## Given instruction
Update the data below by changing every "point per instance" to "mark each match" and leaving everything else as it is.

__________

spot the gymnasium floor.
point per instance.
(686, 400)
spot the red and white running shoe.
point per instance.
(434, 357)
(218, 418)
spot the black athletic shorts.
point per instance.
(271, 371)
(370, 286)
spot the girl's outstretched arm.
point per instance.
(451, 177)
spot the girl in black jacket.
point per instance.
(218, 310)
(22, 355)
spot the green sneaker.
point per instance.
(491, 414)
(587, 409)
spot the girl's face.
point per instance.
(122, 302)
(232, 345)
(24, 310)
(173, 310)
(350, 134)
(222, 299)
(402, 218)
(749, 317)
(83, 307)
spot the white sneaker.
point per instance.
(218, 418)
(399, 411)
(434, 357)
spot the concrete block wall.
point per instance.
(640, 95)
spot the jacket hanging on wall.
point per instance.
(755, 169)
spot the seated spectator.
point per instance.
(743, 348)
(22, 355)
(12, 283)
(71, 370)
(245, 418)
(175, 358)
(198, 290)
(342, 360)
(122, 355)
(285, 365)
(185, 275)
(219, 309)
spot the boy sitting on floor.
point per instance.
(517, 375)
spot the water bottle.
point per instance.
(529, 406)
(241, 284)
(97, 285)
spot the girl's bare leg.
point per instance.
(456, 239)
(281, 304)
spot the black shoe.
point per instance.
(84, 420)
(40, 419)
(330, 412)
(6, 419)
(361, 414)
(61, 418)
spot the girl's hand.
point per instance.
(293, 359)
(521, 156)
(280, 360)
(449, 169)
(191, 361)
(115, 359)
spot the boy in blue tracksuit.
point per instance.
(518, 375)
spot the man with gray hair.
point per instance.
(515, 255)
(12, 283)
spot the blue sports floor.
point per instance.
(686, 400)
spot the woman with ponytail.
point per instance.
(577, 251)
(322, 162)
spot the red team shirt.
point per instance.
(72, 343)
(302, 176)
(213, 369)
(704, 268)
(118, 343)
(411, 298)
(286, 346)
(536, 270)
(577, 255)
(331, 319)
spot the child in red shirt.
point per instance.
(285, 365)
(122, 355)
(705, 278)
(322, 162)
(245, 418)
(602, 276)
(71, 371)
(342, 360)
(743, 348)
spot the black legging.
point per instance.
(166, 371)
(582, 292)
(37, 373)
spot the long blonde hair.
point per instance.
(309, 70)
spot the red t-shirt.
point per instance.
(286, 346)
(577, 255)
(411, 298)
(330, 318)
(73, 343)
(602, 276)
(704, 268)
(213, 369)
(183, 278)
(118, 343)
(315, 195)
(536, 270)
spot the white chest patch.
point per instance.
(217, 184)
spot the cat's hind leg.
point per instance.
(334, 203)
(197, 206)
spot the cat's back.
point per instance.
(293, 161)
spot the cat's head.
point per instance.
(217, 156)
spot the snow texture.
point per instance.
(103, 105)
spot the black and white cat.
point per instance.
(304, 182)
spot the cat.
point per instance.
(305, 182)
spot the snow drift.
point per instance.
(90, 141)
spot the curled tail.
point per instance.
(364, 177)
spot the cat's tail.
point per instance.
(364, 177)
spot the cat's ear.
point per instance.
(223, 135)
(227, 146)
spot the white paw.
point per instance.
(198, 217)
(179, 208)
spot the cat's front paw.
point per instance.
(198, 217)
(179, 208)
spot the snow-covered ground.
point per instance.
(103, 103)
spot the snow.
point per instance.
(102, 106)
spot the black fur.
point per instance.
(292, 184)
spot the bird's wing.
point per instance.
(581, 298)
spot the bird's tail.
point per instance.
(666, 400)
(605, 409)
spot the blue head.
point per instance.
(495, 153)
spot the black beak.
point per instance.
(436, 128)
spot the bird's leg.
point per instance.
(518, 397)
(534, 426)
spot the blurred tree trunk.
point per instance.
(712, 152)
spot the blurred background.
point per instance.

__________

## Written response
spot the gymnasium floor.
mark each match.
(686, 400)
spot the red and white running shoe.
mark each match.
(434, 357)
(218, 418)
spot the black athletic shorts.
mark each match.
(271, 371)
(370, 286)
spot the girl's outstretched arm.
mark each match.
(451, 177)
spot the girl in black jacket.
mark each match.
(218, 310)
(22, 355)
spot the green sneaker.
mark each match.
(491, 414)
(587, 409)
spot the girl's face.
mark each match.
(122, 302)
(232, 345)
(24, 310)
(173, 310)
(350, 134)
(222, 299)
(402, 218)
(749, 317)
(83, 307)
spot the white sneaker.
mark each match.
(218, 418)
(399, 411)
(434, 357)
spot the concrete block wall.
mark each match.
(640, 95)
spot the jacket hanging on wall.
mark each match.
(755, 169)
spot the seated spectator.
mark each match.
(743, 348)
(22, 355)
(12, 283)
(71, 370)
(245, 418)
(175, 358)
(198, 290)
(342, 360)
(122, 355)
(285, 365)
(185, 275)
(219, 309)
spot the boy sitting on floor.
mark each match.
(517, 375)
spot the water bottle.
mark each match.
(529, 406)
(241, 284)
(97, 285)
spot the girl's bare leg.
mark each match.
(456, 239)
(281, 304)
spot the black shoe.
mark each match.
(84, 420)
(40, 419)
(330, 412)
(6, 419)
(361, 414)
(61, 418)
spot the girl's hand.
mark each match.
(293, 359)
(521, 156)
(280, 360)
(449, 169)
(191, 361)
(115, 359)
spot the boy in blue tracksuit.
mark each match.
(518, 375)
spot the man with gray hair.
mark each match.
(515, 255)
(12, 283)
spot the blue sports floor.
mark each match.
(686, 400)
spot the woman with ponytail.
mark each match.
(577, 251)
(322, 162)
spot the red team shirt.
mark each match.
(72, 343)
(302, 176)
(213, 369)
(704, 268)
(118, 343)
(411, 298)
(286, 346)
(536, 270)
(577, 255)
(331, 319)
spot the child in red shirt.
mark each match.
(285, 365)
(122, 355)
(705, 278)
(322, 162)
(245, 418)
(602, 276)
(71, 371)
(342, 360)
(743, 348)
spot the black legging.
mark each match.
(166, 371)
(582, 292)
(37, 373)
spot the long blonde hair.
mark each match.
(309, 70)
spot the red t-shirt.
mark each match.
(286, 346)
(577, 255)
(411, 298)
(330, 318)
(73, 343)
(602, 276)
(704, 268)
(213, 369)
(183, 278)
(118, 343)
(315, 195)
(536, 270)
spot the white chest patch.
mark each match.
(217, 184)
spot the cat's hind leg.
mark each match.
(334, 203)
(197, 206)
spot the cat's back.
mark each match.
(293, 161)
spot the cat's head.
mark each match.
(217, 156)
spot the snow texture.
mark each match.
(103, 105)
spot the black and white cat.
mark each match.
(304, 182)
spot the cat.
mark each match.
(305, 182)
spot the snow drift.
mark each match.
(90, 141)
spot the curled tail.
mark each match.
(364, 177)
spot the cat's tail.
mark each match.
(364, 177)
spot the cat's ear.
mark each match.
(223, 135)
(227, 146)
spot the white paw.
mark each match.
(198, 217)
(179, 208)
spot the cat's front paw.
mark each match.
(198, 217)
(179, 208)
spot the snow-covered ground.
mark each match.
(103, 103)
spot the snow.
mark each match.
(102, 106)
spot the black fur.
mark each match.
(292, 184)
spot the bird's wing.
mark each match.
(581, 298)
spot the bird's tail.
mark each match.
(666, 400)
(605, 409)
spot the blue head.
mark each match.
(495, 153)
spot the black beak.
mark each match.
(436, 128)
spot the bird's leg.
mark each match.
(518, 397)
(534, 426)
spot the blurred tree trunk.
mark each match.
(712, 152)
spot the blurred background.
mark each match.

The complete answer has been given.